▶ Text for analysis:
:::::

Semantic Hub Hypothesis: Shared Representation Across Languages and Modalities

The paper investigates the premise that LLMs and multimodal models acquire the capability to process diverse linguistic and non-linguistic data types through a unified representation framework, termed the "semantic hub." This model posits that, similar to the human brain's transmodal semantic hub, artificial models utilize a shared representation space where semantically equivalent inputs across different modalities, such as text in various languages, code, arithmetic expressions, and visual/audio inputs, are internally processed in a similar manner.

Key Contributions

  1. Shared Representation Analysis: The authors utilize empirical tests to support the semantic hub hypothesis. They show that LLMs represent semantically similar inputs from different data types closely in their intermediate layers. This conclusion is drawn from evaluating the cosine similarity of hidden layer representations across inputs from multiple modalities and translations in different languages. The findings affirm that LLMs scaffold these shared spaces using the most prevalent pretraining data type, typically English, enabling a comprehensible interpretation of this space through a technique termed the "logit lens."
  2. Numerical and Multimodal Results: The paper presents robust numerical results validating the hypothesis across various models and datasets. For instance, language dominant models, such as Llama-2 and Llama-3, show a clear middle-layer bias toward English when processing multilingual texts, even when the input is non-English. Similar trends emerged in the arithmetic, code, formal semantics, visual, and auditory data, where LMs manifested a shared representation in line with the semantic hub hypothesis.
  3. Intervention Experiments: Further, the paper deploys intervention methods, including Activation Addition (ActAdd), to causally affect model outputs. By introducing semantic perturbations in unseen languages at intermediate layers, the authors reveal how interventions conducted in the shared space influence model performance and output. This empirical approach underscores the causal impacts of the shared representation space, substantiating its role as more than a mere byproduct of data amalgamation during model training.

Implications and Future Directions

The findings contribute new insights into the architectural design and functional modality of LLMs. By confirming a shared transmodal representation space, the research advances the understanding of LLM's internal mechanisms, suggesting models process and generalize semantic data analogously to hypothesized human cognitive processes. This paradigm carries practical implications for model interpretability, fine-tuning, and controlled manipulations via informed interventions.

Moreover, this work raises pertinent discussions about potential intrinsic biases in LLMs due to dominant language training data, hinting at the need for balanced multilingual corpora. By aligning arithmetic and non-linguistic expressions within a linguistic scaffold, the paper provokes considerations of computational efficiency versus accuracy trade-offs that merit further exploration.

In conclusion, the Semantic Hub Hypothesis posits a functional blueprint for LLMs, fostering a myriad of practical applications and foundational research in dissecting cross-modal and multilingual processing frameworks. It creates prospects to refine fine-tuning methodologies, enhance model efficiency, and mitigate biases, thus steering future developments in artificial intelligence towards more inclusive and nuanced understanding architectures.

:::::

▶ Extracted information:
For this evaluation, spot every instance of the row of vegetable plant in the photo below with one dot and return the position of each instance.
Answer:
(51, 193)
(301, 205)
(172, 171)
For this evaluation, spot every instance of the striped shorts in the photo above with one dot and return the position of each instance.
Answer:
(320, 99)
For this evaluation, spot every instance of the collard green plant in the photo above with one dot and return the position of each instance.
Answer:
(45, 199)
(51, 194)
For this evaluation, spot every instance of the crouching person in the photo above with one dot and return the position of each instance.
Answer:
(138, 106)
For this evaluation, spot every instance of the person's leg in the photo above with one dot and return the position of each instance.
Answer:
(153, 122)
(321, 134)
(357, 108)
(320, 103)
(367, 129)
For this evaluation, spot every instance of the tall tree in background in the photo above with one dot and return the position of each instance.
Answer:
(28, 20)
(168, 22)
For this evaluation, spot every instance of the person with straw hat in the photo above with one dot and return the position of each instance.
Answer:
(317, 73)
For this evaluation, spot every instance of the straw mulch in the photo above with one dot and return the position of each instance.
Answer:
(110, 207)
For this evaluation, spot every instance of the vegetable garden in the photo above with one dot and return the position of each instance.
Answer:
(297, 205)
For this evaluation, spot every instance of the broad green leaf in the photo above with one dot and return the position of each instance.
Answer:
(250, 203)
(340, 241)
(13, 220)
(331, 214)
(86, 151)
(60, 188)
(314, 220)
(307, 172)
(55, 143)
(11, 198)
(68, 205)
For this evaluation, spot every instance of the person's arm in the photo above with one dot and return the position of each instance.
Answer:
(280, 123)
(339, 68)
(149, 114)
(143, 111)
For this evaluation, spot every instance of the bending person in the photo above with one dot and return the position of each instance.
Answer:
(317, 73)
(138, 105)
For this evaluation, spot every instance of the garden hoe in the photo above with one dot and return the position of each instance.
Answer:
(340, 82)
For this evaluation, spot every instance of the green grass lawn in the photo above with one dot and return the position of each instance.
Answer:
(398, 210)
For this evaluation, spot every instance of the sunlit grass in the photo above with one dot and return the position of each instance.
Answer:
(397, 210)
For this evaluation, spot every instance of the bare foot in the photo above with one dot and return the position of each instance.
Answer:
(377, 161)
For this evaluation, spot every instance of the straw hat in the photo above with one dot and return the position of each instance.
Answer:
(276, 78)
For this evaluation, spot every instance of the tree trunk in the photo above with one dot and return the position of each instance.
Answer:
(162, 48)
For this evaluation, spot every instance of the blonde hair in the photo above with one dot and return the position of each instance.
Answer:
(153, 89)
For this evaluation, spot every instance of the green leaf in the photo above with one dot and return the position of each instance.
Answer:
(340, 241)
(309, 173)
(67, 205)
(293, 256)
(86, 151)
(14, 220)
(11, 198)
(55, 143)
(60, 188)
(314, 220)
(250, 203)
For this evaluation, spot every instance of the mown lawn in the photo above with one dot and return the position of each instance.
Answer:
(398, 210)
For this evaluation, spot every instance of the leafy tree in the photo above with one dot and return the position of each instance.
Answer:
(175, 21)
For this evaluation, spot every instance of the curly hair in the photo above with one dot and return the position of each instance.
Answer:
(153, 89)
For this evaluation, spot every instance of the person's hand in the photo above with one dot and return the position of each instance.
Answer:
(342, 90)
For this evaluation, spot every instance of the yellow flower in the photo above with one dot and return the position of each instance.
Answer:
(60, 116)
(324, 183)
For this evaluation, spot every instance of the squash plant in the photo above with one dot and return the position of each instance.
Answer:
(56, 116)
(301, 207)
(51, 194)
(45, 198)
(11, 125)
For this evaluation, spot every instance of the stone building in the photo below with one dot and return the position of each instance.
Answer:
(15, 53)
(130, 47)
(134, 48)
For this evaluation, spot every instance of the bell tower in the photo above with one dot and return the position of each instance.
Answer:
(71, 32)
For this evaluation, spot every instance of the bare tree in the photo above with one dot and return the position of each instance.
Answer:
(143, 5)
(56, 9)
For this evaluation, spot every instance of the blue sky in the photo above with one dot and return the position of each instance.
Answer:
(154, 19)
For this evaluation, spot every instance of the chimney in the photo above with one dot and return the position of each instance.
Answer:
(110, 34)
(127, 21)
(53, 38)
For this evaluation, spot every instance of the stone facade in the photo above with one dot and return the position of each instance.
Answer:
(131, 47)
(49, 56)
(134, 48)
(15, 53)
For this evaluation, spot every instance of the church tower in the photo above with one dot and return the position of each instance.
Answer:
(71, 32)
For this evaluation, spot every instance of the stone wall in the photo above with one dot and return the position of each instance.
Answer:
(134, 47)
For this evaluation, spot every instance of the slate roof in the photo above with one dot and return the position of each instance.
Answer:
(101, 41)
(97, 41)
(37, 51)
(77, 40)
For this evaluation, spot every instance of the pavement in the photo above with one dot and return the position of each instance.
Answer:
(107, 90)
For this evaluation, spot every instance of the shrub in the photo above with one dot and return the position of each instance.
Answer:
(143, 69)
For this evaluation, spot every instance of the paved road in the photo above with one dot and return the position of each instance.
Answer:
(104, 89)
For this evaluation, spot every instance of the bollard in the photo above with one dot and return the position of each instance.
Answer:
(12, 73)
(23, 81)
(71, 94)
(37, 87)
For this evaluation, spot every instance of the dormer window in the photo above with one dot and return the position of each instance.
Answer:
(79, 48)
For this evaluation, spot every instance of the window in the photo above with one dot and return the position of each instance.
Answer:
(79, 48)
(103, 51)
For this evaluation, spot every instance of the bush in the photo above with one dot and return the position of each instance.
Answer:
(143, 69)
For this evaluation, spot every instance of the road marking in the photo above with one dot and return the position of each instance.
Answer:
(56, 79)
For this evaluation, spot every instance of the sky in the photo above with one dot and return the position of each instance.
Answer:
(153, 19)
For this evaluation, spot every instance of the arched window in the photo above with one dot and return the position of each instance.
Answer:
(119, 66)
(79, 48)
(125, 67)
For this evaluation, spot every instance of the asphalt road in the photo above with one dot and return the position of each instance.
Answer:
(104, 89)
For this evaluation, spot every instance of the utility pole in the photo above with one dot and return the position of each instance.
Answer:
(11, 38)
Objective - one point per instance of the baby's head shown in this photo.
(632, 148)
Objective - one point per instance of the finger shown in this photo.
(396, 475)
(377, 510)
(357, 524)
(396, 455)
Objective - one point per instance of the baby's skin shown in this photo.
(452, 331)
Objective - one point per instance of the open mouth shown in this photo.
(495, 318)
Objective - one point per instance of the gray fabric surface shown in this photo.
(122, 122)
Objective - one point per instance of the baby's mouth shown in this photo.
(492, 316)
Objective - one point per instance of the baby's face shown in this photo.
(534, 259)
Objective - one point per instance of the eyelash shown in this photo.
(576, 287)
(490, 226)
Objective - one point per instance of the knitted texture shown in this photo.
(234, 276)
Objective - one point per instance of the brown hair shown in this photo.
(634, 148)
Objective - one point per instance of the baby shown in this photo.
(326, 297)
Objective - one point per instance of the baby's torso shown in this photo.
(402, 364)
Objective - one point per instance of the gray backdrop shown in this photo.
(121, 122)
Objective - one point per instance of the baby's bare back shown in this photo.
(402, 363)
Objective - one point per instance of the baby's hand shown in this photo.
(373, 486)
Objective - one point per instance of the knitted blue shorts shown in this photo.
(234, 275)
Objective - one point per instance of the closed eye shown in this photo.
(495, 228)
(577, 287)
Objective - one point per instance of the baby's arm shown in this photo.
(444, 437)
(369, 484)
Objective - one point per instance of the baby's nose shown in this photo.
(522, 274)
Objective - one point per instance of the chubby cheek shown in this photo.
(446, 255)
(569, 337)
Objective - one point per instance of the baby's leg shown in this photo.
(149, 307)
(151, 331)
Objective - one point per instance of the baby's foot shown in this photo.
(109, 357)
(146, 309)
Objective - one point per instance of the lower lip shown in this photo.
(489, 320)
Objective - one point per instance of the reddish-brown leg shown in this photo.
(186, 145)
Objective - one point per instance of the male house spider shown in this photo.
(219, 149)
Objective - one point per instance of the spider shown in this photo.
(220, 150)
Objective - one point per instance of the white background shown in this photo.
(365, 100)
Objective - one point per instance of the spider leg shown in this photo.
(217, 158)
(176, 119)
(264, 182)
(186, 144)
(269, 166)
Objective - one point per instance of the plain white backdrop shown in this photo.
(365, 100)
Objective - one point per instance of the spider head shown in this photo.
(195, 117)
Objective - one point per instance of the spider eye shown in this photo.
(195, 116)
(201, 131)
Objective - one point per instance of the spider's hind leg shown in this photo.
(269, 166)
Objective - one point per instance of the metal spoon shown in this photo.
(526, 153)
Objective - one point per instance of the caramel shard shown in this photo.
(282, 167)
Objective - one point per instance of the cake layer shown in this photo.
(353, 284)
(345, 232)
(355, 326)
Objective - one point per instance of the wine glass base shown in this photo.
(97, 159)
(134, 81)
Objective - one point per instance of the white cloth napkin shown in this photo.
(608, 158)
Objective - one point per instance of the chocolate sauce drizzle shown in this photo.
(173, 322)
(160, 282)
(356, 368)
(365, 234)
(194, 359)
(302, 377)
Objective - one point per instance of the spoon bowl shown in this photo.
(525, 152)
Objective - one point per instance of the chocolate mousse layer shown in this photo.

:::::

▶ Your tasks:
[A] In the semantic hub summary, rewrite the part that opens with the words containing "The findings contribute" and closes with "via informed interventions.", swapping "interpretability" for "transparency".
[B] In the semantic hub summary, list every kind of data named in the sentence that begins "Similar trends emerged".

▶ Exercise answers:
[A]
The findings contribute new insights into the architectural design and functional modality of LLMs. By confirming a shared transmodal representation space, the research advances the understanding of LLM's internal mechanisms, suggesting models process and generalize semantic data analogously to hypothesized human cognitive processes. This paradigm carries practical implications for model transparency, fine-tuning, and controlled manipulations via informed interventions.

[B]
- arithmetic
- code
- formal semantics
- visual
- auditory